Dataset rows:
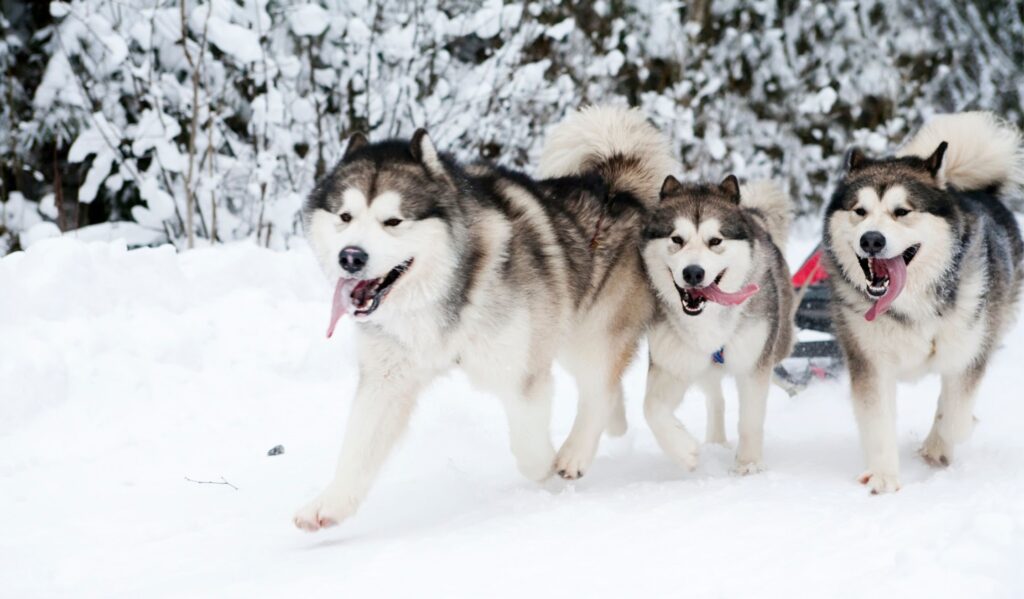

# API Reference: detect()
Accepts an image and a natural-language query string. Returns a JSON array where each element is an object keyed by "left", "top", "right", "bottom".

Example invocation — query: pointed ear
[
  {"left": 409, "top": 129, "right": 447, "bottom": 178},
  {"left": 718, "top": 175, "right": 739, "bottom": 204},
  {"left": 658, "top": 175, "right": 683, "bottom": 200},
  {"left": 925, "top": 141, "right": 949, "bottom": 179},
  {"left": 341, "top": 131, "right": 370, "bottom": 160},
  {"left": 846, "top": 147, "right": 867, "bottom": 173}
]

-- Short task --
Turn every line of the items above into a numbered list, dropping blank lines. Leave the pictures out of your answer.

-- Worked solution --
1. # API Reference: detect()
2. Accepts an image and a natural-language query string. Returns a JSON array where each element is an object keyed by "left", "top", "right", "bottom".
3. Example invocation — query: pointed ear
4. [
5.   {"left": 409, "top": 129, "right": 447, "bottom": 178},
6.   {"left": 718, "top": 175, "right": 739, "bottom": 204},
7.   {"left": 658, "top": 175, "right": 683, "bottom": 200},
8.   {"left": 925, "top": 141, "right": 949, "bottom": 179},
9.   {"left": 341, "top": 131, "right": 370, "bottom": 160},
10.   {"left": 846, "top": 147, "right": 867, "bottom": 173}
11. ]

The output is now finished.